● Problem to work on
Look below for the lines from the one with "Flashcard — Front: Where is the cat's chin" to the one with "Flashcard — Front: Where is the cat's white", and copy exactly those lines, both ends included.

Text-to-region grounding data
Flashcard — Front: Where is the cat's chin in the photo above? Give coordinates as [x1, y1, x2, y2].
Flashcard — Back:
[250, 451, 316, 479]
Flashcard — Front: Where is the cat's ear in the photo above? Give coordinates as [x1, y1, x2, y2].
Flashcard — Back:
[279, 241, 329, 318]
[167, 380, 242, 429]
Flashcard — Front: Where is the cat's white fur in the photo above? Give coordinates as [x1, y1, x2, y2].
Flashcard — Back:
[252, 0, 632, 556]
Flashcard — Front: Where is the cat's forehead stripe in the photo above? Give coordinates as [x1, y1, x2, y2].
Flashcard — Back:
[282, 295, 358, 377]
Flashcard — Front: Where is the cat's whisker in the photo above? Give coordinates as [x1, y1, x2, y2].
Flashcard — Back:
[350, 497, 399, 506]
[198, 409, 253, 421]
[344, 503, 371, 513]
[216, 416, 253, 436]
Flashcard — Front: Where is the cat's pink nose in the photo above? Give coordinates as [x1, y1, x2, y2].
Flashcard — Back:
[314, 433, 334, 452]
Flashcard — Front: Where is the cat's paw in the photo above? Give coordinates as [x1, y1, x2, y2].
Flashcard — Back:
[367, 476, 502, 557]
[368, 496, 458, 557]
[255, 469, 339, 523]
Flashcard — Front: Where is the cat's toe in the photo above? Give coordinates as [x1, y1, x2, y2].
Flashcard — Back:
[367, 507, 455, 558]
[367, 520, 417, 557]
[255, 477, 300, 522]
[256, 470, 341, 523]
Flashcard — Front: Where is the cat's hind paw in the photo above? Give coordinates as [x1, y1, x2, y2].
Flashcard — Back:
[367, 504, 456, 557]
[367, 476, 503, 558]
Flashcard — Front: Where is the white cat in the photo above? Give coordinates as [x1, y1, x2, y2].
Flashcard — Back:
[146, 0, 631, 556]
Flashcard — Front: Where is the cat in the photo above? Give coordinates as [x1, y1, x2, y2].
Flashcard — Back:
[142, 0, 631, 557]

* * *

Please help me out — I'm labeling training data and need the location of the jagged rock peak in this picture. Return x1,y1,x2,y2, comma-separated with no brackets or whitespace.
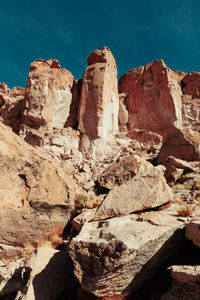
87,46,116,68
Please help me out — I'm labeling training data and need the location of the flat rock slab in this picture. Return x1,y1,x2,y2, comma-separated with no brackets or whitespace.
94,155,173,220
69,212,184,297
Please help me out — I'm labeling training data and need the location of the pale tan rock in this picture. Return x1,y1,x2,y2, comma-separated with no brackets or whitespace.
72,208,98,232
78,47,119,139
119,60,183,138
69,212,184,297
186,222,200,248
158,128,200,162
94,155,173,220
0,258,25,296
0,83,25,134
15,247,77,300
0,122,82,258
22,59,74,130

* * *

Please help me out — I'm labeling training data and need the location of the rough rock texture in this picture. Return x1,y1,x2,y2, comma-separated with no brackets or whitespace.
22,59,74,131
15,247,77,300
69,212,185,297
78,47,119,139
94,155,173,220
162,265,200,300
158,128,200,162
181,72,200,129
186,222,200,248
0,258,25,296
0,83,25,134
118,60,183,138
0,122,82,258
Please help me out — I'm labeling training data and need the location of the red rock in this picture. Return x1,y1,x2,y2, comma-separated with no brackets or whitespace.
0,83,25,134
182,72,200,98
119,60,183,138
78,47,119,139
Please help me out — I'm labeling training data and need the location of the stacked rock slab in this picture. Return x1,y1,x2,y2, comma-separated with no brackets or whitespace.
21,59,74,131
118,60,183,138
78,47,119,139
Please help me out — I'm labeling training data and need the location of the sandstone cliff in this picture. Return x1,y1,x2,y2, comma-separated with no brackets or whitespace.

● Response to this exercise
Flashcard — Front: Where is the cat's chin in the photo above? Give coordinates as [x1, y1, x2, y2].
Flashcard — Back:
[250, 451, 316, 479]
Flashcard — Front: Where is the cat's ear in the photo above? Give coordinates as [x1, y1, x2, y2].
Flashcard — Back:
[279, 241, 329, 318]
[167, 380, 242, 429]
Flashcard — Front: Where is the cat's white fur in the photo above? Give coordinates as [x1, y1, x2, y2].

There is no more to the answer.